Work task: Exact copies of all the lines below are wanted, without a single picture.

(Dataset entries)
+ + + + +

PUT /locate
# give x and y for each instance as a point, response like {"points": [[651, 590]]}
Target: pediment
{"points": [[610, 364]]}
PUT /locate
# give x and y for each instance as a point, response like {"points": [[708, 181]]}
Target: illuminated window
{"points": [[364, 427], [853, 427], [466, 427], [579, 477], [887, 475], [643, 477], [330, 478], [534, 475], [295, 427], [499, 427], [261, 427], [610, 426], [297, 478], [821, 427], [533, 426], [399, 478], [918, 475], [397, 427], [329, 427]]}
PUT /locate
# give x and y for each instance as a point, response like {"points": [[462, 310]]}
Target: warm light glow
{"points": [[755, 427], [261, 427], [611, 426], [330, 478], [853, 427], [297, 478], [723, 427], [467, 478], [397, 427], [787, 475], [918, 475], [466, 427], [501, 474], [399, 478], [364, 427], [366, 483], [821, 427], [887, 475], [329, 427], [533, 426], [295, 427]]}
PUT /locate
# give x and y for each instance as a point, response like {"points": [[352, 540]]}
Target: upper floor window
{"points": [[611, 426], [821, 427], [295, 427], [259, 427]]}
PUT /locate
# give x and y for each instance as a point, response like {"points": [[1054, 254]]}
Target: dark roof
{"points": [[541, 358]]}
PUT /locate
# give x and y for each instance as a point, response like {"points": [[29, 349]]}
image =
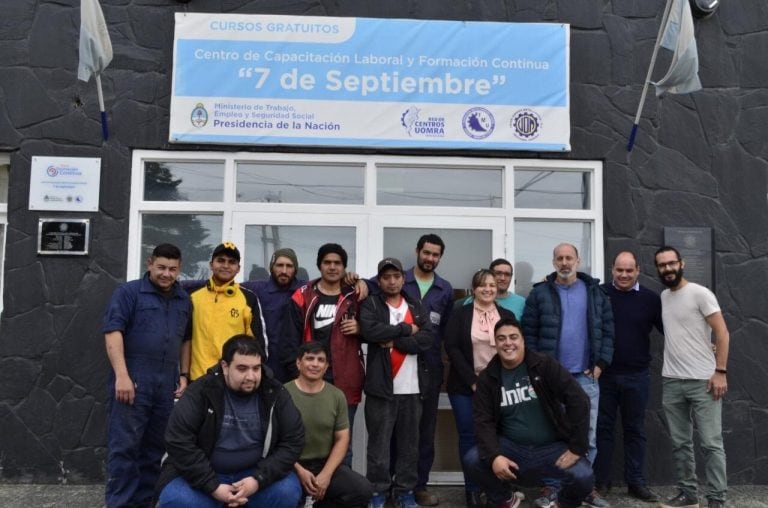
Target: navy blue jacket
{"points": [[153, 325], [542, 320]]}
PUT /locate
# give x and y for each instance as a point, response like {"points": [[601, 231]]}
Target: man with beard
{"points": [[531, 420], [569, 316], [234, 437], [693, 380], [424, 285], [625, 384], [220, 309], [325, 310]]}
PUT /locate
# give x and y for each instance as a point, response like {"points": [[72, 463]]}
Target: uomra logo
{"points": [[478, 123], [526, 124]]}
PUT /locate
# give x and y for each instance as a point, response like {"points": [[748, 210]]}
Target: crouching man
{"points": [[234, 437], [531, 421]]}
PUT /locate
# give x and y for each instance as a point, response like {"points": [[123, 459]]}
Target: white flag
{"points": [[95, 46], [683, 73]]}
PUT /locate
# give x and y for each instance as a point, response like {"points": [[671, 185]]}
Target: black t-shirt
{"points": [[322, 325]]}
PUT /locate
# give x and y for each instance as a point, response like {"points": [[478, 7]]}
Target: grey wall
{"points": [[700, 160]]}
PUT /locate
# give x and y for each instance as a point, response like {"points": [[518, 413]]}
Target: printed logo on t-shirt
{"points": [[324, 315], [521, 393]]}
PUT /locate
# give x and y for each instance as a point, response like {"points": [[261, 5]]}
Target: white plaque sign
{"points": [[68, 184]]}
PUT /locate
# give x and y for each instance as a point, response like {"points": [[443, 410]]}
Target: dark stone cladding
{"points": [[700, 160]]}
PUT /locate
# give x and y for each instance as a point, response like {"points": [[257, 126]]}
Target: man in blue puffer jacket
{"points": [[569, 317]]}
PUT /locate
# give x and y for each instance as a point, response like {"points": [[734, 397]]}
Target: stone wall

+ + + + +

Result of the exercise:
PUT /locate
# give x and y for each instance as a point, response like {"points": [[651, 590]]}
Target: pediment
{"points": [[610, 364]]}
PUT /locate
# give x and y for each instance as a point, response like {"points": [[708, 181]]}
Target: illuminated window
{"points": [[364, 427], [853, 427], [466, 427], [579, 477], [887, 475], [643, 477], [330, 478], [534, 475], [295, 427], [499, 427], [261, 427], [610, 426], [297, 478], [821, 427], [533, 426], [399, 478], [918, 475], [397, 427], [329, 427]]}
PUT /locate
# give x and y for each instance as a point, response like {"points": [[462, 310]]}
Target: warm light glow
{"points": [[755, 427], [261, 427], [611, 426], [330, 478], [853, 427], [297, 478], [723, 427], [467, 478], [397, 427], [787, 475], [918, 475], [466, 427], [501, 474], [399, 478], [364, 427], [366, 483], [821, 427], [887, 475], [329, 427], [533, 426], [295, 427]]}
PUT /locate
# give x and y for each instance as a point, response like {"points": [[352, 540]]}
Target: upper floor window
{"points": [[611, 426], [821, 427], [295, 427], [259, 427]]}
PUT /locate
# give x and y for each instance as a point, response like {"points": [[1054, 254]]}
Target: dark roof
{"points": [[541, 358]]}
PUT /locate
# give x and y for each instance as a point, response like {"points": [[29, 349]]}
image =
Target: navy blue jacket
{"points": [[153, 325], [542, 320]]}
PUT /locate
# give x and y for each instance as a point, response like {"points": [[601, 231]]}
Target: man with beard
{"points": [[531, 420], [569, 316], [234, 437], [693, 380], [424, 285], [625, 384], [220, 309], [325, 310]]}
PUT /locate
# give x and y for each instance as a point, response like {"points": [[72, 463]]}
Target: uomra logo
{"points": [[478, 123], [526, 124]]}
PUT /locate
# give x and y for each instance as a point, response like {"points": [[748, 210]]}
Target: crouching man
{"points": [[234, 437], [531, 421]]}
PUT /locate
# give x and y for each instance as a point, response like {"points": [[123, 459]]}
Target: white flag
{"points": [[95, 46], [683, 73]]}
PUT /locate
# give x and y for each instance as a point, response like {"points": [[671, 185]]}
Target: black t-shirt
{"points": [[322, 325]]}
PUT /locate
# give x and y for each instance as a point, response like {"points": [[478, 7]]}
Target: grey wall
{"points": [[700, 160]]}
PUT /locate
# give x and y for each instance as a point, response like {"points": [[518, 413]]}
Target: printed logo on t-shirt
{"points": [[324, 315], [521, 393]]}
PUT /locate
# give x and y for each instance as a point, response like {"points": [[261, 5]]}
Target: white plaque sign
{"points": [[68, 184]]}
PUT /locate
# give x and y for each instance as a point, response like {"points": [[443, 410]]}
Target: dark stone cladding
{"points": [[700, 160]]}
PUT /locate
# give x and y for each instance as a point, response like {"points": [[257, 126]]}
Target: man in blue puffer jacket
{"points": [[569, 317]]}
PUT /locate
# give x and y for each instance as a point, response like {"points": [[734, 397]]}
Target: stone wall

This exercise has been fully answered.